╭─ SOURCE
Chemguide: Support for CIE A level Chemistry


Learning outcome 1.4(b)

This statement deals with how you work out empirical formulae and molecular formulae from experimental data. It expects you to be able to do it in two ways - from data about the masses or percentages of the various elements combined together, or from data obtained from combustion experiments.

You also have to be able to work out a molecular formula from an empirical formula.

Before you go on, you should find and read the statement in your copy of the syllabus.


Finding empirical formulae from masses or percentages

If you have a formula like, say, CH4, you can read this as saying that 1 mole of carbon atoms are combined with 4 moles of hydrogen atoms.

In a different example, if you could work out that phosphorus and oxygen atoms combined together in the ratio of 2 moles of phosphorus atoms to 3 moles of oxygen atoms, then you would know that the empirical formula was P2O3.

You don't, of course know anything about the molecular formula. All you know is that the ratio is 2:3. The molecular formula could equally well be P4O6 or P6O9 or whatever.

You can find mole ratios from data involving either the masses or percentages of the combining atoms.


Finding empirical formulae from mass data

Suppose you found that 0.46 g of sodium formed 0.78 g of sodium sulfide. That means that 0.46 g of sodium combines with (0.78 - 0.46) g = 0.32 g of sulfur.

It is clearest if you set your answer out as a simple table:

NaS
mass0.46 g0.32 g
number of moles of atoms0.46/230.32/32
= 0.02= 0.01
ratio21

That would tell you that the empirical formula was Na2S.


Finding empirical formulae from percentage data

You might have been given the last example in a different form. You could have been told that the compound contained 59.0% of Na and 41.0% of S by mass.

That's not a problem. If you had 100 g of the compound, then the masses of sodium and sulfur would be 59.0 g and 41.0 g respectively. So use those figures in a sum like the last one. Try it, and make sure you get the same answer as before.


Note:  You may find that this time it isn't as easy to spot the ratio. If it isn't immediately obvious, try dividing through by the smallest number. That will almost invariably help.
╰─
╭─ SUPPLIED DATA
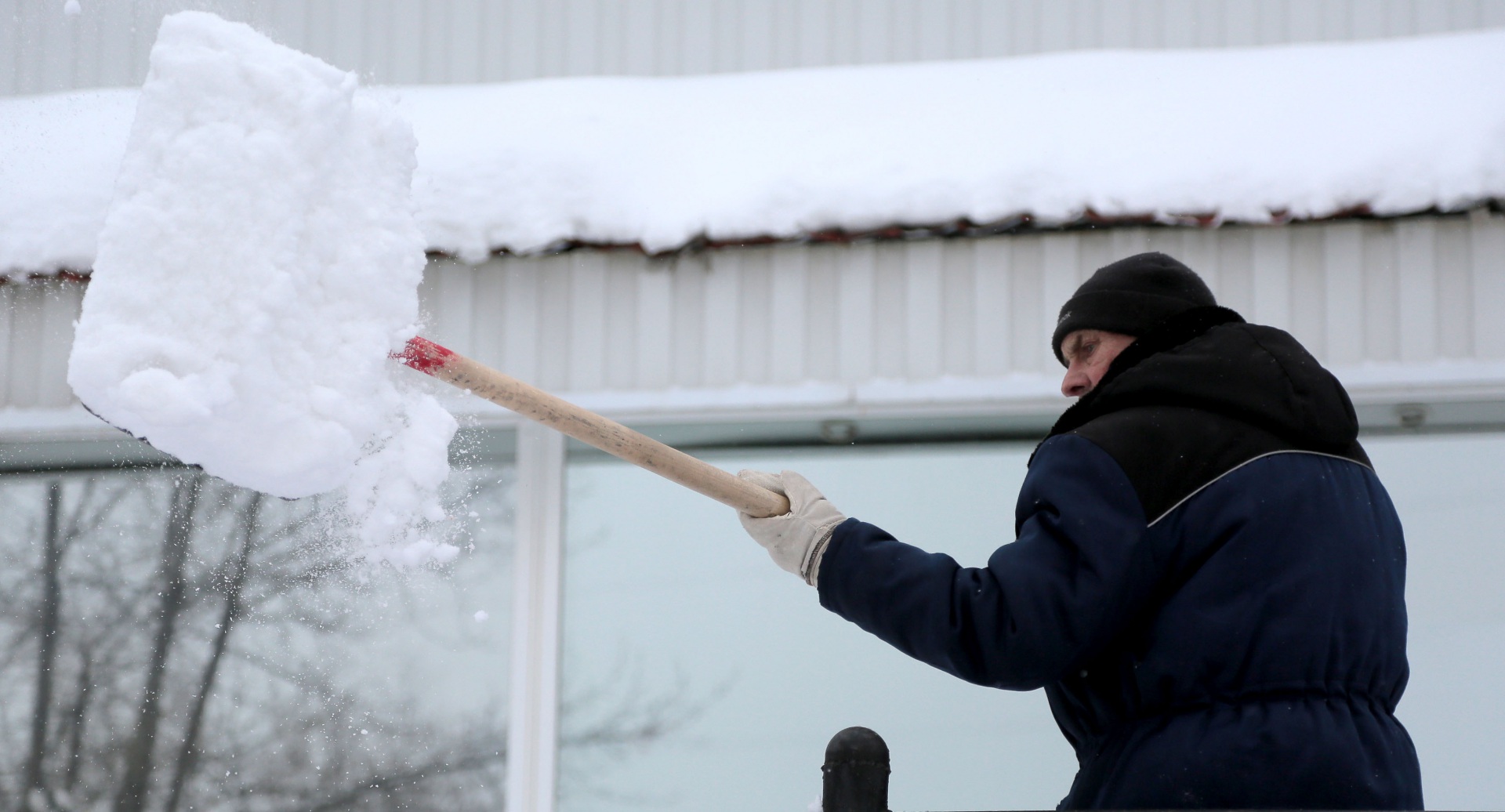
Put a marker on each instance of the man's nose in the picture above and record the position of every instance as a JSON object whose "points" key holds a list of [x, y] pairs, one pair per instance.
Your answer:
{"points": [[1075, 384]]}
╰─
__EXERCISE SET__
**A)** Rewrite the stretch of the Chemguide page on empirical formulae from "That's not a" through "almost invariably help.", substituting "substance" for "compound".
**B)** Pick up the Chemguide page on empirical formulae after its final note and keep writing it.

__SET OF ANSWERS__
**A)**
That's not a problem. If you had 100 g of the substance, then the masses of sodium and sulfur would be 59.0 g and 41.0 g respectively. So use those figures in a sum like the last one. Try it, and make sure you get the same answer as before.


Note:  You may find that this time it isn't as easy to spot the ratio. If it isn't immediately obvious, try dividing through by the smallest number. That will almost invariably help.

**B)**
Because this topic is covered in my chemistry calculations book (see pages 31 to 33), I can't go any further than this with online help. For reasons that I have explained on another page, all I can do in these cases is to refer you to the book.


Finding empirical formulae from combustion data

This isn't covered explicitly in my book, and so I can give a complete explanation here.

If you burn a compound containing carbon and hydrogen in an excess of air or oxygen, carbon dioxide and water are formed. If you can trap the water and carbon dioxide separately, you can find out what mass of each is formed. From that, you can work out the empirical formula.

How you do this varies slightly depending on whether the compound contains anything else as well as the carbon and hydrogen. We'll look at the two cases separately.


If the compound only contains carbon and hydrogen

A compound which only contains carbon and hydrogen is called a hydrocarbon. Look for this word in the question. You can only use this shorter method if you know that there is nothing else present.

Here's an example:

When 0.78 g of a hydrocarbon was burned in excess air, 2.64 g of carbon dioxide and 0.54 g of water were formed. Find the empirical formula of the hydrocarbon.

The important things to notice is that every mole of CO2 contains 1 mole of carbon atoms. Every mole of H2O contains 2 moles of hydrogen atoms.

1 mole of CO2 weighs 44 g.

No of moles of CO2 = 2.64/44 = 0.06

Therefore, no of moles of carbon atoms, C = 0.06

1 mole of H2O weighs 18 g.

No of moles of H2O = 0.54/18 = 0.03

Each mole of H2O contains 2 moles of hydrogen atoms.

Therefore, no of moles of hydrogen atoms, H = 0.06

The ratio of the number of moles of C : H is 1 : 1.

The empirical formula is CH.

It has taken several lines to write this down, but it is a simple calculation.


Note:  If you are writing down a complete calculation rather than filling in answers in a structured exam paper, it is important to include lots of words. Notice how many words there are in the simple calculation above compared with the amount of numbers. You have to include enough words to make it absolutely clear what you are doing



If the compound contains other things as well as carbon and hydrogen

This also applies to cases where you haven't been told that the compound is a hydrocarbon. It might be a hydrocarbon, but you aren't sure.

The most likely cases you will come across will probably contain oxygen as well as carbon and hydrogen.

In these cases, you have to put in extra steps in order to find out how much oxygen (or whatever) is present. The sequence is:

  • Use the carbon dioxide figure to work out the number of moles of carbon atoms.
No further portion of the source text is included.